## What is asked
Display each line of the records below that contains the word "Target". Case matters, so match capitals and lowercase letters exactly.

── Material for the task ──

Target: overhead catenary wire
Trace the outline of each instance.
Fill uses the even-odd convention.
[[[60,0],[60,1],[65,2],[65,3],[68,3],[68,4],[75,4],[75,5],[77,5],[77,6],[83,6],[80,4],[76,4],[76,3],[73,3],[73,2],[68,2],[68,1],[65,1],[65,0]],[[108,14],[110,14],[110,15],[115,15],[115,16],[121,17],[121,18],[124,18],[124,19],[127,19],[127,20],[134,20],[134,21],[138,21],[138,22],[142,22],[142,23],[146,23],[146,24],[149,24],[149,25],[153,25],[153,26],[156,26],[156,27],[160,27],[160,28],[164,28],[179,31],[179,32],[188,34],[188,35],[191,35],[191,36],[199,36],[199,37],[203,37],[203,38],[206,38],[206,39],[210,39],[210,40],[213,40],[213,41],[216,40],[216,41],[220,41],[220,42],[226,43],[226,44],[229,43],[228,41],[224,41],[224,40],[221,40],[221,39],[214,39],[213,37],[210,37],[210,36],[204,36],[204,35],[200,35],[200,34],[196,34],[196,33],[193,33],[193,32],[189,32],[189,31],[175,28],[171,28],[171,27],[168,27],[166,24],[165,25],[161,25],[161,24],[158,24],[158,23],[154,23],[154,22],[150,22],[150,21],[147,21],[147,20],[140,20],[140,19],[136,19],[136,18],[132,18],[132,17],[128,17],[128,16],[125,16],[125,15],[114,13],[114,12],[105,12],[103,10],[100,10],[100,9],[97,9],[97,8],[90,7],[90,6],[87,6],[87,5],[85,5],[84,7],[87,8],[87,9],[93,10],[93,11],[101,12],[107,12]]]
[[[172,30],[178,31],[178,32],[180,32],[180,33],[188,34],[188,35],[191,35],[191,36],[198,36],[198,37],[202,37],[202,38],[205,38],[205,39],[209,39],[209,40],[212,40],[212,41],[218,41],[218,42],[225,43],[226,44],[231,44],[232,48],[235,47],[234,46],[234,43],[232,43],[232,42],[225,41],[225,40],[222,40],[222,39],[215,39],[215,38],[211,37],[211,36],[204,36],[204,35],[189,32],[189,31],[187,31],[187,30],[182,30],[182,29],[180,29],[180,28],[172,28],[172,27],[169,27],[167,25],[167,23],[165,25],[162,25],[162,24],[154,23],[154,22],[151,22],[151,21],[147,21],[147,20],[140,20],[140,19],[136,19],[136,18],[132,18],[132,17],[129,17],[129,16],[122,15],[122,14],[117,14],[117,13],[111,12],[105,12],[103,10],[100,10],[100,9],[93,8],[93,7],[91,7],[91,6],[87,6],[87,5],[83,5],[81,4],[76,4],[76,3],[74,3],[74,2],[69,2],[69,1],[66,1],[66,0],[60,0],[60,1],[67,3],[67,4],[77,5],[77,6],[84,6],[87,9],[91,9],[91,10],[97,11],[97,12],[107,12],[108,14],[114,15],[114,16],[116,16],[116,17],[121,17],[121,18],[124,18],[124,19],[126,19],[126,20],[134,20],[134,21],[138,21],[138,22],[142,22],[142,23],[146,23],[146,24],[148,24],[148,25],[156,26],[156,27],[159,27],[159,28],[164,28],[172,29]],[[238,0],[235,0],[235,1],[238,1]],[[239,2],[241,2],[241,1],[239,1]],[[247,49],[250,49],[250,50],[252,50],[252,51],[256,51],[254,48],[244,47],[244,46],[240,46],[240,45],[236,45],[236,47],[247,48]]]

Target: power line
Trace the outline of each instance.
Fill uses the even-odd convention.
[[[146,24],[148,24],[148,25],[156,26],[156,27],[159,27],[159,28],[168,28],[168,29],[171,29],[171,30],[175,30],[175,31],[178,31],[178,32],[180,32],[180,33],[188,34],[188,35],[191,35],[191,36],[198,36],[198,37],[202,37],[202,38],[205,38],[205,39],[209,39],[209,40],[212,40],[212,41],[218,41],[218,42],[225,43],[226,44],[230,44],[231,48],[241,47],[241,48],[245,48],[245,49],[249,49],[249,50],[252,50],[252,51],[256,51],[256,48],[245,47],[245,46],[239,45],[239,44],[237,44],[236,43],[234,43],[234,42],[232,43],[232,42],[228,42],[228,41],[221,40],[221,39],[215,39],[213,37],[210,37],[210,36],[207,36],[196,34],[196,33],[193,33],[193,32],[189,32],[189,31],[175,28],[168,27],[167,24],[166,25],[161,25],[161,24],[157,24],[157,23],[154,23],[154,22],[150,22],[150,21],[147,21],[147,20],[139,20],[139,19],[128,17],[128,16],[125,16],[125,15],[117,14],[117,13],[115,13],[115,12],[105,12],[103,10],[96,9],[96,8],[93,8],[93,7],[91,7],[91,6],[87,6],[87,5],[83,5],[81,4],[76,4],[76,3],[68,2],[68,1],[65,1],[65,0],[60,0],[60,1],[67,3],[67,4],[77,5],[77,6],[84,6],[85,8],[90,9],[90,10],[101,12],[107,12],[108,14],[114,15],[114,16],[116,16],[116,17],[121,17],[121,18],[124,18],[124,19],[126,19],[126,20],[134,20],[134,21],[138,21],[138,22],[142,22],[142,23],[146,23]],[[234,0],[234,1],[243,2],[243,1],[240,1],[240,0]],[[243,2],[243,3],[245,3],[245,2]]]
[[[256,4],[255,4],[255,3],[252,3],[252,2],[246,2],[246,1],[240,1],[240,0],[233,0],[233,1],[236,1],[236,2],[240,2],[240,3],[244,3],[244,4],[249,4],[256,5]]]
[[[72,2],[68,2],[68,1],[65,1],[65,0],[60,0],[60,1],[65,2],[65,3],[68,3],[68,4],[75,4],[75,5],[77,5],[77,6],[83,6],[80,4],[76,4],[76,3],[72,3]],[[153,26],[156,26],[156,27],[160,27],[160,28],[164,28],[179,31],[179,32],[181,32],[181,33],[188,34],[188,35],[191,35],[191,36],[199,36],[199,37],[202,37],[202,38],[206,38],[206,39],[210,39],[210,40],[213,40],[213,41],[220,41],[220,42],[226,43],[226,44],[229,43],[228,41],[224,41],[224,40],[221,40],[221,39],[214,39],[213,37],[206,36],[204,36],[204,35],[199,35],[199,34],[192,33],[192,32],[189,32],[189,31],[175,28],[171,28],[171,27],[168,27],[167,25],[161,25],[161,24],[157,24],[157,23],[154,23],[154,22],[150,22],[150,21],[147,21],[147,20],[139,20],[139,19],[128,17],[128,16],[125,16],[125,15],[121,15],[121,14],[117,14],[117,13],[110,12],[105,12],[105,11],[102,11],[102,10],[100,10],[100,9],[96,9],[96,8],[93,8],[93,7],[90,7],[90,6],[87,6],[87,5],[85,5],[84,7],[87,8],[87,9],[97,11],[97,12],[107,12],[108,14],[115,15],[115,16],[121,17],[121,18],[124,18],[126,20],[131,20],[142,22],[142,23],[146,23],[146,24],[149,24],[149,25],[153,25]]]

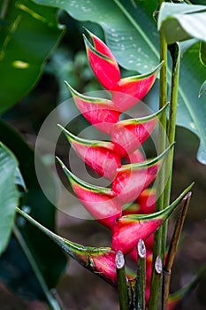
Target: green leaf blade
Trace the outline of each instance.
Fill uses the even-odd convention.
[[[36,83],[42,66],[63,35],[57,10],[28,0],[11,1],[0,37],[0,113]]]
[[[16,187],[17,167],[12,153],[0,143],[0,254],[8,244],[19,198]]]

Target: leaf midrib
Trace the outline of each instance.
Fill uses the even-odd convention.
[[[135,29],[141,34],[141,35],[144,38],[144,40],[147,42],[149,46],[151,48],[151,50],[155,52],[156,56],[159,57],[159,52],[156,49],[155,45],[151,43],[150,39],[145,35],[145,33],[141,29],[141,27],[138,26],[136,21],[133,19],[133,17],[130,15],[130,13],[124,8],[124,6],[119,3],[118,0],[112,0],[116,5],[121,10],[122,13],[126,16],[126,19],[132,23],[132,25],[135,27]],[[172,75],[172,71],[170,68],[167,67],[167,71],[170,75]],[[203,142],[203,144],[206,148],[206,137],[204,136],[204,133],[202,129],[201,125],[198,122],[198,120],[195,116],[195,113],[194,112],[194,110],[191,108],[191,105],[188,103],[188,100],[187,99],[187,96],[185,95],[185,92],[181,86],[179,84],[179,93],[182,98],[182,101],[184,102],[186,107],[187,108],[187,111],[190,114],[191,119],[194,120],[195,124],[196,125],[196,129],[200,134],[200,136],[202,138],[202,141]]]

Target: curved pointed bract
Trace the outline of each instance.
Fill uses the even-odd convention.
[[[121,160],[111,142],[82,139],[61,128],[76,153],[92,170],[109,180],[115,178]]]
[[[111,248],[120,250],[124,254],[132,252],[140,239],[146,240],[170,216],[180,200],[191,190],[193,184],[186,189],[179,198],[165,209],[152,214],[126,215],[117,220],[112,229]]]
[[[127,155],[126,157],[126,160],[128,164],[137,164],[143,162],[145,160],[145,158],[141,151],[137,149],[132,154]]]
[[[135,202],[124,208],[123,215],[127,214],[150,214],[156,211],[156,190],[144,190],[136,198]]]
[[[118,121],[120,112],[116,110],[111,100],[92,97],[80,94],[66,81],[73,100],[83,116],[97,129],[110,135],[111,129]]]
[[[154,114],[114,124],[111,131],[111,141],[117,143],[121,157],[133,153],[149,138],[167,106]]]
[[[59,159],[57,160],[85,208],[100,223],[111,228],[122,213],[121,204],[116,194],[111,189],[91,185],[79,179]]]
[[[108,90],[120,80],[118,65],[109,48],[99,38],[88,32],[93,46],[84,35],[88,58],[100,83]]]
[[[149,74],[119,80],[111,89],[116,108],[125,112],[142,99],[154,84],[161,66],[162,63]]]
[[[29,222],[37,227],[50,239],[56,242],[66,254],[70,255],[87,269],[91,270],[110,283],[111,285],[116,286],[116,252],[113,250],[111,250],[110,247],[86,247],[69,241],[49,230],[18,207],[17,211]]]
[[[156,190],[146,189],[137,198],[136,202],[140,205],[140,214],[149,214],[156,211]]]
[[[112,190],[122,204],[135,200],[156,178],[166,154],[172,145],[156,158],[140,164],[124,165],[118,168]]]

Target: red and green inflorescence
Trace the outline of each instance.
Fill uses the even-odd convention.
[[[120,77],[120,70],[109,48],[88,32],[85,37],[89,64],[111,99],[84,96],[67,84],[81,114],[110,141],[86,140],[63,128],[80,158],[96,174],[110,180],[110,188],[88,184],[75,176],[60,159],[72,190],[84,207],[111,231],[111,247],[75,247],[69,253],[80,264],[117,285],[115,256],[118,251],[137,260],[140,239],[147,248],[147,287],[149,300],[154,232],[169,216],[172,206],[155,213],[156,192],[149,189],[163,165],[170,147],[155,159],[145,159],[140,147],[150,136],[164,108],[136,119],[120,120],[120,115],[136,105],[151,89],[159,65],[143,75]],[[124,164],[123,164],[124,162]],[[133,277],[127,275],[128,280]]]

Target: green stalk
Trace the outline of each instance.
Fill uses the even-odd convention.
[[[171,81],[171,97],[170,97],[170,114],[168,121],[168,140],[169,143],[173,143],[175,139],[176,129],[176,116],[178,106],[178,89],[179,89],[179,66],[180,66],[180,50],[179,45],[174,43],[169,46],[172,59],[172,81]],[[170,171],[166,187],[164,190],[164,205],[166,206],[170,204],[171,198],[171,188],[172,188],[172,167],[173,167],[173,155],[174,151],[172,150],[171,153],[165,160],[165,167]],[[167,235],[167,221],[163,225],[163,243],[162,243],[162,253],[164,256],[166,235]]]
[[[159,7],[164,3],[164,0],[159,0]],[[159,108],[166,105],[167,102],[167,43],[163,31],[160,30],[160,62],[164,61],[163,66],[160,70],[159,80]],[[166,141],[166,112],[164,112],[160,118],[160,126],[158,129],[158,153],[165,150]],[[161,171],[156,178],[156,197],[158,198],[156,203],[156,211],[161,211],[164,208],[164,165],[163,165]],[[156,310],[157,305],[157,298],[159,292],[160,282],[156,281],[156,273],[155,270],[156,259],[162,255],[162,229],[160,228],[155,234],[154,248],[153,248],[153,268],[150,285],[150,297],[149,308],[149,310]]]
[[[168,304],[169,291],[170,291],[171,271],[172,271],[174,258],[177,252],[178,244],[180,237],[182,227],[186,219],[191,195],[192,195],[192,192],[189,191],[181,201],[180,212],[179,213],[179,218],[175,225],[173,236],[172,237],[172,242],[171,242],[167,258],[166,258],[165,266],[164,267],[163,303],[162,303],[163,310],[167,310],[167,304]]]
[[[129,309],[129,296],[126,277],[125,259],[121,251],[118,251],[115,258],[117,277],[118,277],[118,290],[119,298],[119,309]]]
[[[42,291],[46,297],[46,299],[48,301],[48,305],[50,306],[50,310],[63,310],[63,307],[60,306],[60,304],[57,302],[57,300],[54,298],[54,294],[50,291],[50,289],[47,286],[47,283],[27,244],[24,238],[21,236],[21,233],[18,229],[18,228],[13,225],[13,234],[16,236],[21,249],[23,250],[27,259],[29,261],[29,264],[32,267],[32,269],[34,272],[34,275],[42,289]]]
[[[140,239],[137,245],[137,280],[136,280],[136,309],[145,310],[146,288],[146,248],[143,240]]]
[[[1,12],[0,12],[0,18],[1,19],[4,19],[5,18],[6,12],[8,11],[10,4],[10,0],[4,0],[2,4]]]

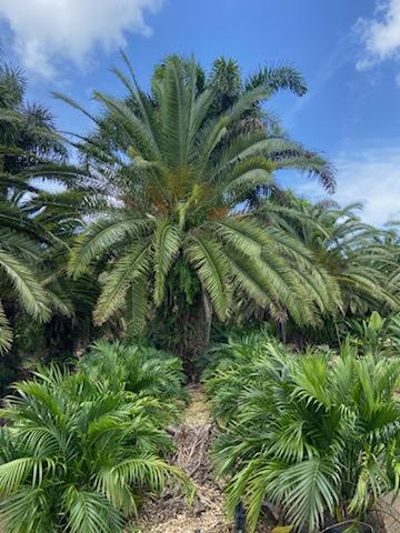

───

## Exercise result
Target: overhead catenary wire
Target: power line
Target: green leaf blade
Target: leaf midrib
Target: curved pointed bract
Target: red and green inflorescence
Target: green stalk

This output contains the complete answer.